EXERCISE DIRECTIONS: In the forum thread about a puppy, how old are the puppies that have only done their business on pads?

# Dilemma about a puppy



## Babilonia (Jun 2, 2021)

So... I finally decided to get a Havanese puppy and I literally fell in love with a little black and white boy but I have a huge dilemma.

The puppy is not from a certified breeder, but both his parents have all the papers and the owner wanted one litter and then they will be spayed/neutered. 

The main problem is that the puppies are trained to do their business on pads. They literally never peed outside on the grass and they are 11 weeks old. I really don't want to use pads in the future, and I am worried if I will be able to break that habit??

Any advice?


----------



## krandall (Jun 11, 2009)

Babilonia said:


> So... I finally decided to get a Havanese puppy and I literally fell in love with a little black and white boy but I have a huge dilemma.
> 
> The puppy is not from a certified breeder, but both his parents have all the papers and the owner wanted one litter and then they will be spayed/neutered.
> 
> ...

MATERIAL SHOWN:
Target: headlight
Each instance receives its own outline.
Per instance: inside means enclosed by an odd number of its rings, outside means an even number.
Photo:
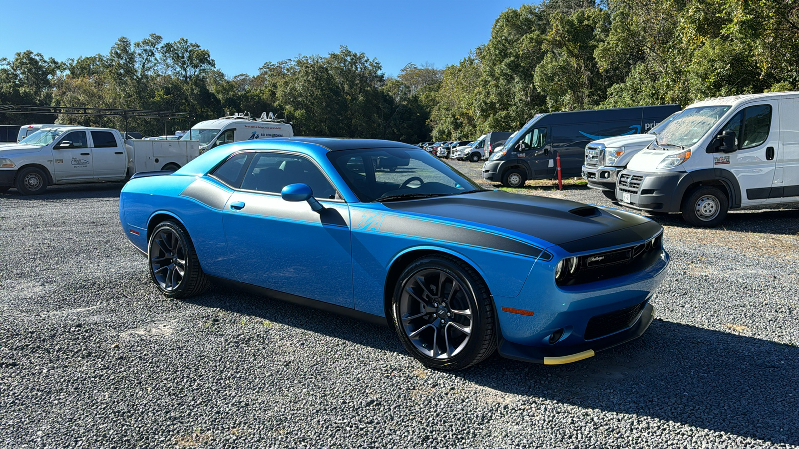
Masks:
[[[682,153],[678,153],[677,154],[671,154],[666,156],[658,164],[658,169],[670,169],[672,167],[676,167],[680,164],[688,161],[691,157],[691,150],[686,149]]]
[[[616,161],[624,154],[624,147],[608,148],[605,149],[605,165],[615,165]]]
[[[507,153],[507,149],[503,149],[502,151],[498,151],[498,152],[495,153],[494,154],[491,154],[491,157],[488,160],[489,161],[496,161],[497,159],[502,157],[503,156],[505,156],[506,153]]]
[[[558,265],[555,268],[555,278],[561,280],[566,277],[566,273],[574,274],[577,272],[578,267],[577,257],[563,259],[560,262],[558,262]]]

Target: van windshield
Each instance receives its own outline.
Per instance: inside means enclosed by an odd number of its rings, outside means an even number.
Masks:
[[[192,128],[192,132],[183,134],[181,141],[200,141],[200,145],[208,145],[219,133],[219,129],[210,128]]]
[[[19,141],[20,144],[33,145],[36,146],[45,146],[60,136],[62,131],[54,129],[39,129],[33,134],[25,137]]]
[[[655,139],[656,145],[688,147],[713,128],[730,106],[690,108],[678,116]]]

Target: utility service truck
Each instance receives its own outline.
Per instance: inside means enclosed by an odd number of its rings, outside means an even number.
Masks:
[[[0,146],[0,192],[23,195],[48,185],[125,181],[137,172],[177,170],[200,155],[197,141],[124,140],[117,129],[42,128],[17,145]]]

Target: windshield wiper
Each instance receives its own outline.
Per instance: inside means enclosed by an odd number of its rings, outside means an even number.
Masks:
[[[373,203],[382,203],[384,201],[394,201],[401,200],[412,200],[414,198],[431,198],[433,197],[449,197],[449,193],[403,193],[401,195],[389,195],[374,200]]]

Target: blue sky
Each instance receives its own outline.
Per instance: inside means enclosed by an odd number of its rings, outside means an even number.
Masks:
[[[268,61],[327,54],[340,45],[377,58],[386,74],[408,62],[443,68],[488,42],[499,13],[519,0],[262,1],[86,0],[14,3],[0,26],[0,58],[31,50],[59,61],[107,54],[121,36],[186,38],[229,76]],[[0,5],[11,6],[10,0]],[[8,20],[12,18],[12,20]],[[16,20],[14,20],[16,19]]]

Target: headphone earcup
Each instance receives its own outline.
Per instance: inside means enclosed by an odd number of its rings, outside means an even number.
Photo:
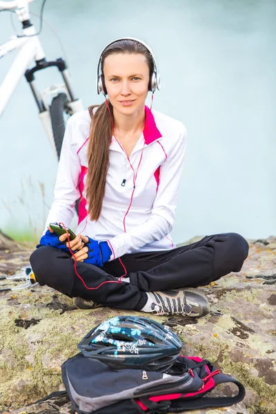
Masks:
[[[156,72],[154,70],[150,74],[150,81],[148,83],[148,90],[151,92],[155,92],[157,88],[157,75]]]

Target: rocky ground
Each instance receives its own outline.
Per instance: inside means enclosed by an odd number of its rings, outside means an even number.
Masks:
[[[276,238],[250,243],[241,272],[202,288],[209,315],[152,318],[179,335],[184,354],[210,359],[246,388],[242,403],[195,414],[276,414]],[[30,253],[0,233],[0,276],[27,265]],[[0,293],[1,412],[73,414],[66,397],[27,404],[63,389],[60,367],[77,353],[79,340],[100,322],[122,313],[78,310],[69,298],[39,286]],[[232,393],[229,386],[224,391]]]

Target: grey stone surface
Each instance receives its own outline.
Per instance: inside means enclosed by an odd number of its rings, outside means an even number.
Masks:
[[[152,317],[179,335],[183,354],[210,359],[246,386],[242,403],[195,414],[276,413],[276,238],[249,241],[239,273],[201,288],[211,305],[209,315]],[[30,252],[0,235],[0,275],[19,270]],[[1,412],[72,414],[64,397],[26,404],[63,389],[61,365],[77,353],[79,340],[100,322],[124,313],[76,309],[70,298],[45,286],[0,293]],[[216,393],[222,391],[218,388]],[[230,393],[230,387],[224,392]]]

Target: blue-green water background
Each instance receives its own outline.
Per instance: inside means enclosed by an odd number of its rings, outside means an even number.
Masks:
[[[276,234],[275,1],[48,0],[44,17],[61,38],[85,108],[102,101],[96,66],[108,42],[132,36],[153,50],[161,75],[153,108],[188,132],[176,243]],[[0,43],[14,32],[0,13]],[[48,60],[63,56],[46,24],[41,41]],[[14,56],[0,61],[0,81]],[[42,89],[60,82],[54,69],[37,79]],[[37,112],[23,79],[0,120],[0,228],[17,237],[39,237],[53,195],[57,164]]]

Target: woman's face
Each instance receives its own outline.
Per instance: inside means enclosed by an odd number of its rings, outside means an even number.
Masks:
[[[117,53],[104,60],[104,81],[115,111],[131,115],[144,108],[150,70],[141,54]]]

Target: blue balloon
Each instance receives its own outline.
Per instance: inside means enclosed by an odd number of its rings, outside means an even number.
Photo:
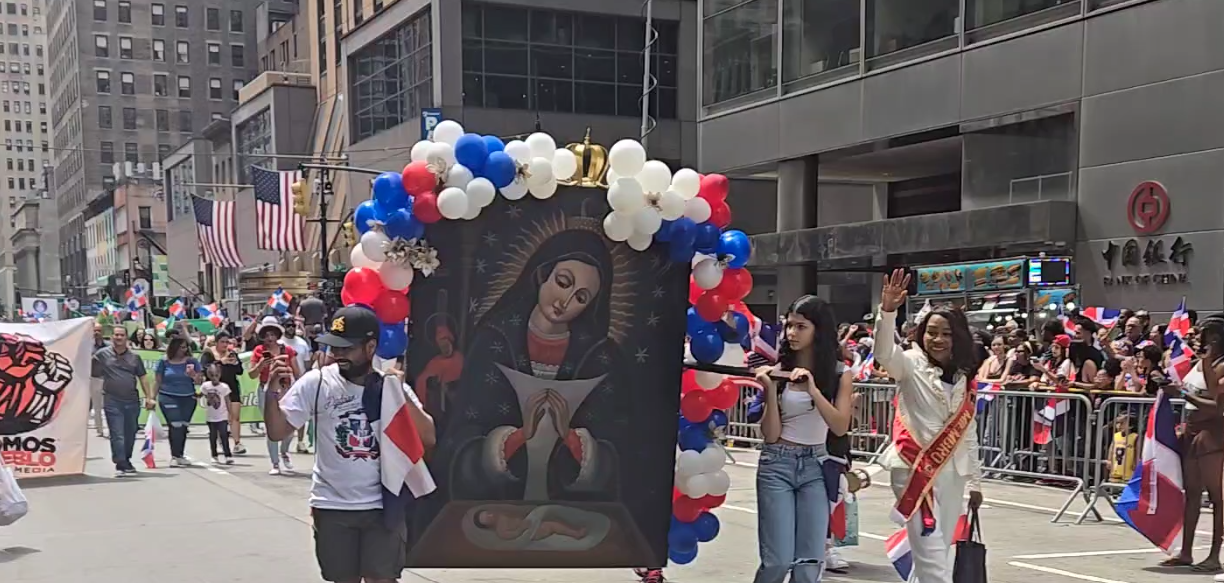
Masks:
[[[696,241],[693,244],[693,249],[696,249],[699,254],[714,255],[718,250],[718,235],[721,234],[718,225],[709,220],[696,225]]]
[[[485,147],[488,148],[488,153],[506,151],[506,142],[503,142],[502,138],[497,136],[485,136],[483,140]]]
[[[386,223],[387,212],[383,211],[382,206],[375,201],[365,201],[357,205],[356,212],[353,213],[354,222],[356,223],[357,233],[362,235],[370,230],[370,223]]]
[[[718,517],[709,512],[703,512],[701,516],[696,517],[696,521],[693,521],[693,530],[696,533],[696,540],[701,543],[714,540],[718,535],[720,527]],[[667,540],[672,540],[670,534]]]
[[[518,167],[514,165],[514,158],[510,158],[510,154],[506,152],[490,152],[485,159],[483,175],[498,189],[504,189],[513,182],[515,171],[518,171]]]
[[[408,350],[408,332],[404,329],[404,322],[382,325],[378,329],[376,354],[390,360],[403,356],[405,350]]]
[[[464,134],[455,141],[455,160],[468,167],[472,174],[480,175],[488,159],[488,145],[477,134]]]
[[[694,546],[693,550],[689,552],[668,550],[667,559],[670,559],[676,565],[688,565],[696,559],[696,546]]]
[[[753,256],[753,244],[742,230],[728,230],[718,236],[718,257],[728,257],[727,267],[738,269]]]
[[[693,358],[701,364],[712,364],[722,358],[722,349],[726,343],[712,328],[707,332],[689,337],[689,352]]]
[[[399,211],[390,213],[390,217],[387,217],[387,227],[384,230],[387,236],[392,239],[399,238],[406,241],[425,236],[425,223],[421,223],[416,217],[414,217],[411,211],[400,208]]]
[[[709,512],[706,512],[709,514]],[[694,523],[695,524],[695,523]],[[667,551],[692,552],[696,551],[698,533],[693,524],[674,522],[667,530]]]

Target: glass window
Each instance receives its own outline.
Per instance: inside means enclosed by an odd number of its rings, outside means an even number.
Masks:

RESULT OF THIS TASK: They are 11 weeks old.